DATA SUPPLIED -
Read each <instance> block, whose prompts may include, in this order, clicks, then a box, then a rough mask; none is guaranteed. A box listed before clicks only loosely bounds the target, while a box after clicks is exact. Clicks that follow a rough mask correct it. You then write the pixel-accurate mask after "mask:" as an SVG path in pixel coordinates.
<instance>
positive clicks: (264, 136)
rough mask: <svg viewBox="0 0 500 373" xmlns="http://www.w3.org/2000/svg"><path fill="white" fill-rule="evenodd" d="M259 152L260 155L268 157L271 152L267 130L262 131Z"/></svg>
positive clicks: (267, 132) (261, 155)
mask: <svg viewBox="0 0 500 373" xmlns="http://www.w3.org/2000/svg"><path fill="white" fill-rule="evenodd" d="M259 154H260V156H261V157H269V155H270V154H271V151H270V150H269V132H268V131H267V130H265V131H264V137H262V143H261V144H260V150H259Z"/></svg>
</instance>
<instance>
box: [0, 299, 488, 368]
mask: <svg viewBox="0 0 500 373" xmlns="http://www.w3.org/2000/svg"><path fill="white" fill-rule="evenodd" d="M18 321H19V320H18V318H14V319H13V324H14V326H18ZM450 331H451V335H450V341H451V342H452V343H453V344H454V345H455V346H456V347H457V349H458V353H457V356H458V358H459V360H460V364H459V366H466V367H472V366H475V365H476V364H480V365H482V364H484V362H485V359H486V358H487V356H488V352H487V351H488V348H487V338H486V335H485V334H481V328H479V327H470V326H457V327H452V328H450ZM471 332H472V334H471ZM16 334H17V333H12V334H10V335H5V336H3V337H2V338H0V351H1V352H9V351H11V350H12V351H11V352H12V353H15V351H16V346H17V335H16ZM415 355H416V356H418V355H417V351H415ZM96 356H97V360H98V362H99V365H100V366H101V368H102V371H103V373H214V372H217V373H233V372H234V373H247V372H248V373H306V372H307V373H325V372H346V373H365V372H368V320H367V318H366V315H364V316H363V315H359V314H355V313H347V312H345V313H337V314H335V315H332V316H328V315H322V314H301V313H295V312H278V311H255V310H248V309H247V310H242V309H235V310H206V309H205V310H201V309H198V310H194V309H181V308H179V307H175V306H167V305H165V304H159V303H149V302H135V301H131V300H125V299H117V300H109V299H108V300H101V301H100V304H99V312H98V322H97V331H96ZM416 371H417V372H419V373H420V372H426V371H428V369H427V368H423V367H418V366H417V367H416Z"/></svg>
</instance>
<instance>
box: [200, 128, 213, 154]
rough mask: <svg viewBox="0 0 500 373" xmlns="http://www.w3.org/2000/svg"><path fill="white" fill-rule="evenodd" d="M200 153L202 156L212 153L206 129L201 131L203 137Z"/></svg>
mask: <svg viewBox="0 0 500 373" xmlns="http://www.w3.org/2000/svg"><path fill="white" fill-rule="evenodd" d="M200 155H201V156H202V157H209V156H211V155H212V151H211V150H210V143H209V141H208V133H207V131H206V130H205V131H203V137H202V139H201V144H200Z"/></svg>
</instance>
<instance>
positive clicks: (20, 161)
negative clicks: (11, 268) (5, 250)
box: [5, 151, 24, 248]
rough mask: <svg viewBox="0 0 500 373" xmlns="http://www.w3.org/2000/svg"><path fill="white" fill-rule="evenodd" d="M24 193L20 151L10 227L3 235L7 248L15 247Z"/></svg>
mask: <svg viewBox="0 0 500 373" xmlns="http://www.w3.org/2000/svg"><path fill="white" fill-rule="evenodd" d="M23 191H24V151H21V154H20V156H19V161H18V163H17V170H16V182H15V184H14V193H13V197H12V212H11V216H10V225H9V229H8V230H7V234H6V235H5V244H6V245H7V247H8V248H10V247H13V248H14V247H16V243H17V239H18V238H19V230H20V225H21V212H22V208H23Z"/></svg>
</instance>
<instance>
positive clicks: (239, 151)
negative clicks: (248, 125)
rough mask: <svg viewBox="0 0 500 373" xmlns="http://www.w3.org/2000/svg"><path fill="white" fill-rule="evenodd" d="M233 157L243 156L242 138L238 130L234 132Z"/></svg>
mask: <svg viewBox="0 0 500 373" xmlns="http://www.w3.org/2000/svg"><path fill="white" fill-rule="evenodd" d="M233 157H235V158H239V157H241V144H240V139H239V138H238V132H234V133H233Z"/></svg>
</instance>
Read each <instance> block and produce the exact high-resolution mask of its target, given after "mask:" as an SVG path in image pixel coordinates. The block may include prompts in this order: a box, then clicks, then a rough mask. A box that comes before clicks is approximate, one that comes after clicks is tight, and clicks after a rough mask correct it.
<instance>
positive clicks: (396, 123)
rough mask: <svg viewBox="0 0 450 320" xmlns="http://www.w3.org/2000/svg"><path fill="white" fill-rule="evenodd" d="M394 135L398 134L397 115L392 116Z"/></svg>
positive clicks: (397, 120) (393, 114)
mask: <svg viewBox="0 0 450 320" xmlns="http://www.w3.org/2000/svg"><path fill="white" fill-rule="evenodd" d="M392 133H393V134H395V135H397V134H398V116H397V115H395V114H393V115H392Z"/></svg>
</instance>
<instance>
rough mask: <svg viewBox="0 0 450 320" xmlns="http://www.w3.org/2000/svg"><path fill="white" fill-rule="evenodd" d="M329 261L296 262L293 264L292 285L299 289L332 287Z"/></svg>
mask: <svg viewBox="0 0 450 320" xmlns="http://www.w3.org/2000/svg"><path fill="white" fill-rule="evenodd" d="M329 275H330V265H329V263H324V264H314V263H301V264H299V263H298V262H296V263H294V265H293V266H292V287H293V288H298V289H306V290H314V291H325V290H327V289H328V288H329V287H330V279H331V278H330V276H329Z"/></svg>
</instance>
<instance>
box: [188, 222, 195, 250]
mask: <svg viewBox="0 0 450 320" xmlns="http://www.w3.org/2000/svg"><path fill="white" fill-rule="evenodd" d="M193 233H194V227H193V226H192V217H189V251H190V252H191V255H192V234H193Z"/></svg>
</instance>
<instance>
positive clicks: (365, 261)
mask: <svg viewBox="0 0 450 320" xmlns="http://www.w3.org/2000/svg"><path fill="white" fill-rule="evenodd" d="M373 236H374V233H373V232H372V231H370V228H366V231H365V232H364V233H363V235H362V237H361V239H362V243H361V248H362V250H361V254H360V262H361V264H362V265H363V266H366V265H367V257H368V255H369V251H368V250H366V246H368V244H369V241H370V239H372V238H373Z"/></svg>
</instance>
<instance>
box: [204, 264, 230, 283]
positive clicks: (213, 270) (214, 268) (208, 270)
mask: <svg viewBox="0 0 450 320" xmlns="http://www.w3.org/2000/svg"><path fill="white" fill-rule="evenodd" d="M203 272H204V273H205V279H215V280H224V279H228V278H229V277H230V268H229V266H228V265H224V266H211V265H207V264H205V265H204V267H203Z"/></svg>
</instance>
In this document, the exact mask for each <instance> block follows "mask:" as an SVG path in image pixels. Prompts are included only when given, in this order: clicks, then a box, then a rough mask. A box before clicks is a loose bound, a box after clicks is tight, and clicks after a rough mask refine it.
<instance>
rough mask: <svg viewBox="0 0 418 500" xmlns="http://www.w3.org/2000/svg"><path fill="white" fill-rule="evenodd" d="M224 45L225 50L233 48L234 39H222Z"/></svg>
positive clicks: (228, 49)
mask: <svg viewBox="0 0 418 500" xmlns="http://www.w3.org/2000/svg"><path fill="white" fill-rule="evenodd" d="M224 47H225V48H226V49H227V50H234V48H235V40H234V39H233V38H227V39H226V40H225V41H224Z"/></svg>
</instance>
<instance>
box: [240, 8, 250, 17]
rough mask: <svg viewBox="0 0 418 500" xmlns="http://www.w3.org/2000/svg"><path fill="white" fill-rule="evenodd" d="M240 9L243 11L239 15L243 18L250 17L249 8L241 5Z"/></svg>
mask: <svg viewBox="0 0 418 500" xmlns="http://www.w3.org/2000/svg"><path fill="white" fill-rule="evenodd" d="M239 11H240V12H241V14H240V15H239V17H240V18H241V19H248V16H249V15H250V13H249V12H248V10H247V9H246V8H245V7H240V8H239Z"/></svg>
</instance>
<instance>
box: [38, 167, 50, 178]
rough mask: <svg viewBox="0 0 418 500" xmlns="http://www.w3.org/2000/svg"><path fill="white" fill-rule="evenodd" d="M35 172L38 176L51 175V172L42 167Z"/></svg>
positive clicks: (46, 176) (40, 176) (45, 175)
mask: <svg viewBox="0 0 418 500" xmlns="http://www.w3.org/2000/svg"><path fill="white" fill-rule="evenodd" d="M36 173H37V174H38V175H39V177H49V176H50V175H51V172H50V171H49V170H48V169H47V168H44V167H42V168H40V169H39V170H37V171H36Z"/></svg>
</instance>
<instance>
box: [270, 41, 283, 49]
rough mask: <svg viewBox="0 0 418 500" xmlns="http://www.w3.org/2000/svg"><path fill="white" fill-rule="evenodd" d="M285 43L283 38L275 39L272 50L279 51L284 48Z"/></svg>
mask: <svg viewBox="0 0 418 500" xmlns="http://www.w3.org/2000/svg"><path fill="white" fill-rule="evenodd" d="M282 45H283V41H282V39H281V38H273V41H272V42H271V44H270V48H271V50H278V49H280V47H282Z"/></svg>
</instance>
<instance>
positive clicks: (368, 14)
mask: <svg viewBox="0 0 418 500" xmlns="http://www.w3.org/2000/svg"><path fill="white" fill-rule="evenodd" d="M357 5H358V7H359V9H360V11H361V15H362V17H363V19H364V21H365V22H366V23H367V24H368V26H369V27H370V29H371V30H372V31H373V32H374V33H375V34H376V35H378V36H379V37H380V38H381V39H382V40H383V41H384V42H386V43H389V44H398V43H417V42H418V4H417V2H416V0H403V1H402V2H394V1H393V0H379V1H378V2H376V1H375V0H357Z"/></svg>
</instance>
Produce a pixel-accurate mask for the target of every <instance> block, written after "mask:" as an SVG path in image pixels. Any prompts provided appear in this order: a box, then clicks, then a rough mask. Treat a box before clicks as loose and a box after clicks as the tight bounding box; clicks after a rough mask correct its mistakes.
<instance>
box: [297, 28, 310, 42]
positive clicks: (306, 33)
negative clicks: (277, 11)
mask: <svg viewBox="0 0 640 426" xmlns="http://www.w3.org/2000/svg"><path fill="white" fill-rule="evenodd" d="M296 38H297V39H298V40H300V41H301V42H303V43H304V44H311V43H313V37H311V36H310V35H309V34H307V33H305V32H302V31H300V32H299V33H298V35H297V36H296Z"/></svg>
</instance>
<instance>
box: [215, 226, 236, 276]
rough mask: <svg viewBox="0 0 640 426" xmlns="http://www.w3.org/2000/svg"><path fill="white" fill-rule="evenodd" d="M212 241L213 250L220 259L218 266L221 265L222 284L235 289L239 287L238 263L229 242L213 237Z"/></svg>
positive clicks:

WORK TASK - From the start of the data to the line that holds "positive clicks: (264, 136)", retype each line exactly, with both ends included.

RESPONSE FOR THIS EXERCISE -
Read each <instance> block, whose prompts may include, in this order, clicks, then a box, then a rough mask; none is guaranteed. A box listed before clicks only loosely bounds the target, while a box after clicks is exact. Clicks that follow a rough mask correct it. You then write the pixel-accurate mask after "mask:" as an SVG path in pixel coordinates.
<instance>
positive clicks: (264, 136)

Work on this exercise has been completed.